__Exercise task__: Convert the records between the line holding "of the landing" and the end of the records, inclusive, into a two-column CSV with the headers text and answer. Give one row per record, with each field in quotation marks and its line breaks replaced by spaces.

[Dataset entries]
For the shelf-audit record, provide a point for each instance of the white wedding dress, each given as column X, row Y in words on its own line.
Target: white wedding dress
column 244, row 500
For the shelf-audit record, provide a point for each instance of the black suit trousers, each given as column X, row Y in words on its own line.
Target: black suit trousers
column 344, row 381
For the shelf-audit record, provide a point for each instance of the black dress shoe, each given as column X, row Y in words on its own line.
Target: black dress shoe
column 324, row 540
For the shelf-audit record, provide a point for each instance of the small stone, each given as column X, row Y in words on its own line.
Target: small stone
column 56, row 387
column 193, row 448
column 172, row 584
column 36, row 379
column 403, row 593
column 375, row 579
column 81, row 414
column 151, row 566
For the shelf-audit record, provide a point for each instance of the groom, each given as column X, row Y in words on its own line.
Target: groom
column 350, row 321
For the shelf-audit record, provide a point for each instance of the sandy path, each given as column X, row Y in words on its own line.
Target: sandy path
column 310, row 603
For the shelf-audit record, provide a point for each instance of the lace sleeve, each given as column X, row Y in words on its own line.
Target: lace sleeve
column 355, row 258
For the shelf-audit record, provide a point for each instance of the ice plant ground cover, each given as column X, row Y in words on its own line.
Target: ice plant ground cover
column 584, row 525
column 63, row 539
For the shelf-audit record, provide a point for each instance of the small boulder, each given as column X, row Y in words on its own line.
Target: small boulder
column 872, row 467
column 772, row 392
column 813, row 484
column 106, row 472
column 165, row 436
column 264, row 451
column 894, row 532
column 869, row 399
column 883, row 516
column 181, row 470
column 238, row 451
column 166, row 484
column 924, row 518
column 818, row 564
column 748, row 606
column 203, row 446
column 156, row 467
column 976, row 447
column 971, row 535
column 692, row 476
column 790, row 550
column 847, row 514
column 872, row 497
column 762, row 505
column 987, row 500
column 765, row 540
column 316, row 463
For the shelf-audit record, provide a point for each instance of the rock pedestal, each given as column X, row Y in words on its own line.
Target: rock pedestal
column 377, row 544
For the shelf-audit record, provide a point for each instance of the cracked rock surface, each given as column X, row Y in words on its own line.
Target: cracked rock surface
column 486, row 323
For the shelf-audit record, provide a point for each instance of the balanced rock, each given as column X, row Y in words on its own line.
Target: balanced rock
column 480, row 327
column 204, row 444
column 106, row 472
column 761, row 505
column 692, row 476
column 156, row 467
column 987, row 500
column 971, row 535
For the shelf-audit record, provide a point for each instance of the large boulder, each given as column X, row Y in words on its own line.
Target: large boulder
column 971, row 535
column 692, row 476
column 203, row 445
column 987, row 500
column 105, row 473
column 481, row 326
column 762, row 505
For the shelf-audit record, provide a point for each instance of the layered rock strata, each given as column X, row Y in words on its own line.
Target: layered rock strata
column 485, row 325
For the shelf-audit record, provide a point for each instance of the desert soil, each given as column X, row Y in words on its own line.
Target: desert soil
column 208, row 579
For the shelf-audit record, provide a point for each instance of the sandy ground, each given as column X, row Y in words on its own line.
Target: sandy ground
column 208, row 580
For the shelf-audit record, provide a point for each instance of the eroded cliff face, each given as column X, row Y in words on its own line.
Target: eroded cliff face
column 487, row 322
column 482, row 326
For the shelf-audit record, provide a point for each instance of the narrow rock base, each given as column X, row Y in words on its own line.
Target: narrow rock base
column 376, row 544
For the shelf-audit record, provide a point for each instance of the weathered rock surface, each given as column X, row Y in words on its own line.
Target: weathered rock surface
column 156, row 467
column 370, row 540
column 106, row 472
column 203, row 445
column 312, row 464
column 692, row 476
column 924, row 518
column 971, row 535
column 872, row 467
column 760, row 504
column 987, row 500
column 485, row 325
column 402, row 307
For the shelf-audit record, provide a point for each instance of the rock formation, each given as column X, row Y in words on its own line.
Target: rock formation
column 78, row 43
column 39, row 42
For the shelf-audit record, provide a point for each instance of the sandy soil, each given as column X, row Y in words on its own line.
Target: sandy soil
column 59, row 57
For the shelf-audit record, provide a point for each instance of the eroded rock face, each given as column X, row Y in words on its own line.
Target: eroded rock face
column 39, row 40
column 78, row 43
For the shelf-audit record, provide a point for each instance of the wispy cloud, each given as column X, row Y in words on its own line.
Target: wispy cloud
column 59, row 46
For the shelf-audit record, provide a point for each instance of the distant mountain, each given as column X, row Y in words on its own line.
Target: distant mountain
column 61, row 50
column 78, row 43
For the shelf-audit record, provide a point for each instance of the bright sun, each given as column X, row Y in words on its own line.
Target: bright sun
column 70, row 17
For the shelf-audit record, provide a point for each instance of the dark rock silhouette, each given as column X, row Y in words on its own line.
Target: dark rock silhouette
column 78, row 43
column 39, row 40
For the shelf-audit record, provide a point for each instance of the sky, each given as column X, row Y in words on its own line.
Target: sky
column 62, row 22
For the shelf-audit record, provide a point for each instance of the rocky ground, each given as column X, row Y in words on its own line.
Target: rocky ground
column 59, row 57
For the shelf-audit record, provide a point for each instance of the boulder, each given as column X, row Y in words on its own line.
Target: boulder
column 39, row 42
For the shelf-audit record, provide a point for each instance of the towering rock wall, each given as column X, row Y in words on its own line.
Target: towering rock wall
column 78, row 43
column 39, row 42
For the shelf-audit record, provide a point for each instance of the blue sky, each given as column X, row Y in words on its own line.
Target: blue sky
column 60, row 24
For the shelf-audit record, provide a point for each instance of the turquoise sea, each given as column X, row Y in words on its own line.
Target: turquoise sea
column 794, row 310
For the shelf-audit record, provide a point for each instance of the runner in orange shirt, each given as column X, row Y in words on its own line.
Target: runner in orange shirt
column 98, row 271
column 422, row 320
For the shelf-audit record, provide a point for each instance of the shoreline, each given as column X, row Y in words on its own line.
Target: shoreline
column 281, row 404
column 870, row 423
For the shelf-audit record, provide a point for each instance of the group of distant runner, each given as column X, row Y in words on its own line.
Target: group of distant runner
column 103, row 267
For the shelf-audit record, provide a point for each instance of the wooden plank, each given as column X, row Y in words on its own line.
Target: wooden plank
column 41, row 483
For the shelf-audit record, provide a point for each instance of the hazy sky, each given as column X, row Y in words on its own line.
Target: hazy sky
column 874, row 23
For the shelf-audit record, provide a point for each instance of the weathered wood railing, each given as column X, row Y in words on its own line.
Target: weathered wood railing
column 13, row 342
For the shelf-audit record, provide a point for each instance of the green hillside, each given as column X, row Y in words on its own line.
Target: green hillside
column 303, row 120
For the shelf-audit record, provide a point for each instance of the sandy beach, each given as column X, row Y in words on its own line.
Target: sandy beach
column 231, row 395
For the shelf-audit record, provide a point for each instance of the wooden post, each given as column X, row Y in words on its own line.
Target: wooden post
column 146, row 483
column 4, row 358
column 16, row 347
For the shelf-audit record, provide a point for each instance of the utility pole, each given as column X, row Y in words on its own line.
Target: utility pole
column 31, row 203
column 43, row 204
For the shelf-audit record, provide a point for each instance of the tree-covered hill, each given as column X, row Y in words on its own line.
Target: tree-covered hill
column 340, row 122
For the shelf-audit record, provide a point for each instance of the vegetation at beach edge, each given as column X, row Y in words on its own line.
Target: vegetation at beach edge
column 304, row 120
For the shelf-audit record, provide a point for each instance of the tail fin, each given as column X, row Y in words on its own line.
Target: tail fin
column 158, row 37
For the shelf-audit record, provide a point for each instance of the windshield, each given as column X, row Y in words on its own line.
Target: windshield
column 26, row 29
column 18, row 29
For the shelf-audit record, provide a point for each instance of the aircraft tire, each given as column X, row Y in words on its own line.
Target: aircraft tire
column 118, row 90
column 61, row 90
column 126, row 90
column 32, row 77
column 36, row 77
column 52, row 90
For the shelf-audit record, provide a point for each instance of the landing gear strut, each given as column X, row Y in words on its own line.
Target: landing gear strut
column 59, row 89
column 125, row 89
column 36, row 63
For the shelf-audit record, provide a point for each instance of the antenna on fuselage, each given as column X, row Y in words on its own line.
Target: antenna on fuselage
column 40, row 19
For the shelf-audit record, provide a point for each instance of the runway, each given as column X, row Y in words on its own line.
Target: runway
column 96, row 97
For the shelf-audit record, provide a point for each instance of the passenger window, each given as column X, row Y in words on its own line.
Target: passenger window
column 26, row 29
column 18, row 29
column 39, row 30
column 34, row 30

__Task result__:
text,answer
"For the shelf-audit record, provide a point for each instance of the landing gear strut, each given as column X, row Y in words on its own line. Target: landing gear strut","column 59, row 89 column 125, row 89 column 36, row 63"
"For the shelf-audit record, provide a point for each instance of the antenna on fuselage, each given as column X, row Y in words on its own line. Target: antenna on fuselage","column 40, row 19"
"For the shelf-audit record, provide a point for each instance of the runway, each given as column X, row Y in words on its own line. Target: runway","column 96, row 97"
"For the shelf-audit record, provide a point for each instance of the passenger window, each given as column X, row Y in words on its own line. Target: passenger window","column 26, row 29 column 18, row 29 column 39, row 30 column 34, row 30"